Stated problem: Rewrite the part of the items that opens with the line containing "Annotation task — identify one point per instance of the man's" and runs through the end of the items. Keep the request lines unchanged, and shift every coordinate in the answers by adding 28.

Input material:
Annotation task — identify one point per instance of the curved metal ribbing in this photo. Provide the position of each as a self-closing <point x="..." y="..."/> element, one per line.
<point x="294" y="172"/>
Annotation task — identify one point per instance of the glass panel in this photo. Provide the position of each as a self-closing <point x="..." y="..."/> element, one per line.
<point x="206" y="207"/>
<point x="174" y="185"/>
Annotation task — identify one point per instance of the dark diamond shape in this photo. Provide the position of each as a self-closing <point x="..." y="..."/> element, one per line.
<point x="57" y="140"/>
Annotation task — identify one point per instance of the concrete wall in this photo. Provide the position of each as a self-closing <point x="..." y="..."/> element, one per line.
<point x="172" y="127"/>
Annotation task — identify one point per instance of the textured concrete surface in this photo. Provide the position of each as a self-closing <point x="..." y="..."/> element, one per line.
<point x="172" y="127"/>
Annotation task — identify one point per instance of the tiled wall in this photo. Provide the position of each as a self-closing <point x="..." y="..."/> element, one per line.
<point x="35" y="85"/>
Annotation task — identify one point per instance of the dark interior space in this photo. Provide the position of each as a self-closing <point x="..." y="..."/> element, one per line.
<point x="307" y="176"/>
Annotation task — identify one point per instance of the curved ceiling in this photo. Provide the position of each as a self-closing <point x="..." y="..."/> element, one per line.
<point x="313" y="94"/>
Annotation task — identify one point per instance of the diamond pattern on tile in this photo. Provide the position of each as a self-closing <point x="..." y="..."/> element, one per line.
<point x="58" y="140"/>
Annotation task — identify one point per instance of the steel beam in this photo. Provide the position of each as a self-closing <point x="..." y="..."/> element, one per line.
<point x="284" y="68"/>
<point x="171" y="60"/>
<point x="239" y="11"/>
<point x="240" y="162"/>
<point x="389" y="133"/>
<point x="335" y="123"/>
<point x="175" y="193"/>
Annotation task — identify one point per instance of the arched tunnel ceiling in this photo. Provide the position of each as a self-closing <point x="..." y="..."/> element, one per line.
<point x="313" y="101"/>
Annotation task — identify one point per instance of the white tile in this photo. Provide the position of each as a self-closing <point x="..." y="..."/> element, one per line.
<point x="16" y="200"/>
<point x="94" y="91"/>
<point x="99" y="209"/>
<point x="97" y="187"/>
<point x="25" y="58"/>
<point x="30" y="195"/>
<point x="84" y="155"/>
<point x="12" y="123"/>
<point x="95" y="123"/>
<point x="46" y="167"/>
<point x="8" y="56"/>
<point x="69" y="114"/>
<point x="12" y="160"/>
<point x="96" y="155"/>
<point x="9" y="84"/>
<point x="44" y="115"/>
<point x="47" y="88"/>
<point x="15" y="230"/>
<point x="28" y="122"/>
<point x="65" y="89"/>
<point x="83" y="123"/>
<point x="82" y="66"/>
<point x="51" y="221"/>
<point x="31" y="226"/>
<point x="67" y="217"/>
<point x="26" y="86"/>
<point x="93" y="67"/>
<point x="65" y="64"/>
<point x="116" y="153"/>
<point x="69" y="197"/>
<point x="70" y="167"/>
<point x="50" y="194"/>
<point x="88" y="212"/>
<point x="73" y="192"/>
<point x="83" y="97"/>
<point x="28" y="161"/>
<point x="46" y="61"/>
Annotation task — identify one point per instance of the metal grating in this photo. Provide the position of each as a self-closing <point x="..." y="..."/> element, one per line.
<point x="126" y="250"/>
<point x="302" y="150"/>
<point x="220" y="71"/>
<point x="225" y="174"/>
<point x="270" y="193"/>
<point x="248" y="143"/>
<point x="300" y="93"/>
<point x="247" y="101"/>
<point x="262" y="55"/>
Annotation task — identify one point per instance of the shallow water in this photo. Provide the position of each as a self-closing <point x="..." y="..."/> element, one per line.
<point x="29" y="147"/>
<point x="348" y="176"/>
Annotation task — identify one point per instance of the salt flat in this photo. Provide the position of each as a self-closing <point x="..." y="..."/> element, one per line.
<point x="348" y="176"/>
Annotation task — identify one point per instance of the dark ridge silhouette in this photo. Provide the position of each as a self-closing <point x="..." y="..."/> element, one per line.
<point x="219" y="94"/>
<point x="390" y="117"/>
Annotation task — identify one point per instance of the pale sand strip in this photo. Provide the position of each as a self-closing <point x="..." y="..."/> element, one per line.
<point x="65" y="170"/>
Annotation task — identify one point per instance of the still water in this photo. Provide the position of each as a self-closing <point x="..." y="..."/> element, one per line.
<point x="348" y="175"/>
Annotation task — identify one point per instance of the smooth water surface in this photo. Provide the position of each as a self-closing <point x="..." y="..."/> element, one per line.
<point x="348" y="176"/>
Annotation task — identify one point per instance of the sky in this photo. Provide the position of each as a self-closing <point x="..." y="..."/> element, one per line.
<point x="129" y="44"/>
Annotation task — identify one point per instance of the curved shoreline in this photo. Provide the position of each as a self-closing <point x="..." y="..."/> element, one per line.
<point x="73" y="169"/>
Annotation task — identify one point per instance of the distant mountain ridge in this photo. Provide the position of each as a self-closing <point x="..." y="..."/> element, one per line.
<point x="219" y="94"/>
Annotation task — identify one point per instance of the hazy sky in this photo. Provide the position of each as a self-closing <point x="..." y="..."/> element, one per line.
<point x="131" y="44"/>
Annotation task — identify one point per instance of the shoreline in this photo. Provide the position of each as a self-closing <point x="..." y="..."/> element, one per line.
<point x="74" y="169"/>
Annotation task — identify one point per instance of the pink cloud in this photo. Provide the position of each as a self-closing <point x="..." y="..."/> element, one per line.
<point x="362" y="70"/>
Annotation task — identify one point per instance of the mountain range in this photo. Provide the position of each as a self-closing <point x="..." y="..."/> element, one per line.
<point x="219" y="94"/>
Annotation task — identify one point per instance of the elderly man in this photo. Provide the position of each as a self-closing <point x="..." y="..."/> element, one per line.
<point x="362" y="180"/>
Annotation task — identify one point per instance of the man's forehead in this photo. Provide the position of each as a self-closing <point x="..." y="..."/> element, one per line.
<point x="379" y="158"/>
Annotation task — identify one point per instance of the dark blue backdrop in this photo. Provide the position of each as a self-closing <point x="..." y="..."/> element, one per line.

Answer:
Annotation task — identify one point per instance of the man's forehead in this photo. Provide the position of each as a self-closing <point x="..." y="..."/> element, one per line.
<point x="407" y="186"/>
Annotation task — identify one point per instance of the dark blue backdrop in this photo. Provide the position of each as a self-closing <point x="..." y="..."/> element, one per line.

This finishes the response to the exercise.